NOTÍCIAS
11 DE JULHO DE 2024
Artigo – Multipropriedade imobiliária: a polêmica sobre a (in) constitucionalidade da limitação da renúncia
A multipropriedade imobiliária é uma modalidade de propriedade em condomínio positivada pela lei 13.777/18. O diferencial dela – para as demais espécies de condomínio – está no parcelamento do tempo; um mesmo imóvel-base pode ser comercializado e compartilhado entre dezenas de compradores. O uso, porém, ocorrerá de forma exclusiva e alternada por cada multiproprietário.
A ideia da divisão temporal surgiu na França em tempos de recessão econômica, na década de setenta.1 À época, os empreendedores desejavam atrair um novo público-alvo (até então ignorado pelo mercado): Indivíduos interessados em adquirir uma “segunda casa” para passar as férias, mas que não queriam/podiam arcar com a integralidade das despesas decorrentes do imóvel. O produto criado pelos empreendedores recebeu diferentes enquadramentos jurídicos na Europa (como a “multipropriedade” societária e a “multipropriedade” enquanto direito real limitado2), e foi como compartilhamento da propriedade que ela fez mais sucesso, tendo desembarcado em 1985 no Brasil.3
Existem diversas razões para a multipropriedade imobiliária ter emplacado pelo mundo; ela pode ser vantajosa sob diferentes perspectivas. Para o multiproprietário, é a chance de ter uma “casa de férias” a um preço mais acessível, tendo em vista que os custos (inerentes a qualquer imóvel) são diluídos com os outros proprietários. Para o empreendedor, é a oportunidade de aumentar a margem de lucro. Com a possibilidade de alienar o mesmo imóvel-base para mais de um proprietário, a lista de potenciais compradores para casas de praia ou de campo cresceu, assim como o valor geral de vendas (“VGV”) do empreendimento. Para a região onde há a multipropriedade, a repercussão é sobre a economia como um todo, que se fortalece com a redução da sazonalidade do turismo. Para uma utilização mais consciente do imóvel.4 Em vez de apenas uma família aproveitar o bem em um curto período (restrito aos fins de semana e eventuais férias), até cinquenta e duas poderão usá-lo o ano todo.
Apesar dos benefícios da multipropriedade imobiliária, até 2017 os investimentos no Brasil ainda se mostravam aquém do potencial de mercado. Havia um cenário de insegurança jurídica; faltava para alguns a compreensão do que era a multipropriedade (exemplo disso é a discussão sobre a natureza jurídica, que precisou ser solucionada no julgamento do REsp 1.546.165-SP). Foi sob esse contexto – para tentar conferir segurança à cadeia produtiva – que ocorreu o advento da lei 13.777/18.
Essa legislação, ao inserir novos dispositivos no Código Civil e na lei dos registros públicos, contribuiu para consolidação da multipropriedade imobiliária. A essência do instituto foi positivada e, com isso, uma série de controvérsias pretéritas se encerraram. A despeito dos avanços obtidos com a lei 13.777/18, um dispositivo destoou dos demais: O art. 1.358-T, que restringe o direito do multiproprietário renunciar à multipropriedade (renúncia translativa) em favor do condomínio edilício. Duas dúvidas surgem ao observá-lo: (1ª) a verdadeira intenção do legislador ao criar esse dispositivo; e (2ª) a (in)constitucionalidade dele.

------------------------

▶ [Complete o seguinte]
a – Liste todas as leis, códigos, julgamentos e artigos de lei citados no artigo sobre multipropriedade imobiliária.
b – Diga se cada afirmação concorda com o artigo sobre multipropriedade imobiliária, respondendo sim ou não e citando as palavras do texto que decidem: (i) a ideia da divisão temporal surgiu na Itália; (ii) a multipropriedade chegou ao Brasil em 1985; (iii) até cinquenta e duas famílias poderão usar o imóvel o ano todo.
c – Prossiga com o artigo sobre multipropriedade imobiliária a partir da última frase apresentada.
Os registros que vêm depois deste artigo constituem um material à parte.

Entradas de dados armazenados
------------------------

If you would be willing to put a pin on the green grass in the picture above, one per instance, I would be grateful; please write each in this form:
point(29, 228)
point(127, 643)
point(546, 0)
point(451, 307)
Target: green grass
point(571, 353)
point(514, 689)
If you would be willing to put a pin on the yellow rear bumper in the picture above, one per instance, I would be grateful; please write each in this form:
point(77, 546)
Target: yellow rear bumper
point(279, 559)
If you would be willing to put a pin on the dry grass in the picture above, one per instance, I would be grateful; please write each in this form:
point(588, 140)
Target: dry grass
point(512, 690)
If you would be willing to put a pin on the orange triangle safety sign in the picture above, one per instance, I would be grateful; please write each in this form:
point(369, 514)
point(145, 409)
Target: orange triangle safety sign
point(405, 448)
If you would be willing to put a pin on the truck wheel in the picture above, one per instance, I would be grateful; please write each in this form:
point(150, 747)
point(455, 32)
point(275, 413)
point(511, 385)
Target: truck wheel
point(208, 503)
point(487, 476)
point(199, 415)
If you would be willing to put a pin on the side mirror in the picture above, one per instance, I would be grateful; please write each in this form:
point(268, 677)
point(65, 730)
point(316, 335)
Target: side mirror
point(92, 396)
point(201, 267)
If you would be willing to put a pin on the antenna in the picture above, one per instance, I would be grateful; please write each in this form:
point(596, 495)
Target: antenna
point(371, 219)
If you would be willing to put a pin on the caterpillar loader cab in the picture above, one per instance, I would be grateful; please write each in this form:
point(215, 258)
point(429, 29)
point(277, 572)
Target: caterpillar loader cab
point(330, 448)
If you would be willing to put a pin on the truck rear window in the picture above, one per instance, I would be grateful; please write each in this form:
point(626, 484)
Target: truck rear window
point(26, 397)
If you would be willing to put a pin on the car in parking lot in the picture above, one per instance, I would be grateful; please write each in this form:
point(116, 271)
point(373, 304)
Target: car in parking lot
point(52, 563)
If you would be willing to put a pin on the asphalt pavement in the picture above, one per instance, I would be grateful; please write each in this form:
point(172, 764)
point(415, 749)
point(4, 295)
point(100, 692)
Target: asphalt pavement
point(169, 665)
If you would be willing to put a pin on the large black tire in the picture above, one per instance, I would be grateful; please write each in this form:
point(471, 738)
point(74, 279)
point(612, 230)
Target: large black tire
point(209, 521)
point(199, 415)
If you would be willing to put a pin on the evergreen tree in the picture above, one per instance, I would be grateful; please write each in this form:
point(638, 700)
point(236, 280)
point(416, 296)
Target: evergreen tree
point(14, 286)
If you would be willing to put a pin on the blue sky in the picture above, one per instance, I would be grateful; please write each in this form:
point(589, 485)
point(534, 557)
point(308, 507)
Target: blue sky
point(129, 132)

------------------------

▶ [Respostas]
a –
- lei 13.777/18
- REsp 1.546.165-SP
- Código Civil
- lei dos registros públicos
- art. 1.358-T

b –
(i) Não: "A ideia da divisão temporal surgiu na França em tempos de recessão econômica, na década de setenta."
(ii) Sim: "tendo desembarcado em 1985 no Brasil."
(iii) Sim: "até cinquenta e duas poderão usá-lo o ano todo."

c –
Tentar desvendar o real objetivo do legislador com a restrição da renúncia translativa não é tarefa simples. Há quem sugira que o art. 1.358-T tenha sido concebido para solucionar um inconveniente: Evitar que o multiproprietário renuncie à propriedade periódica e, assim, torne o poder público titular daquela multipropriedade5, com fundamento no art. 1.276 do CC/02. O receio disso acontecer é compreensível. Ter o poder público como multiproprietário pode ser um entrave para a perpetuidade do condomínio em multipropriedade. Afinal, é provável que o poder público – diante da escassez de recursos, assim como da falta de interesse dele em usar o imóvel-base e manter a multipropriedade – deixará de pagar as contribuições de condomínio. O problema é que a renúncia translativa não obsta essa hipótese de perda da propriedade para a municipalidade, e, sim, a renúncia abdicativa, que nem sequer foi mencionada no art. 1.358-T.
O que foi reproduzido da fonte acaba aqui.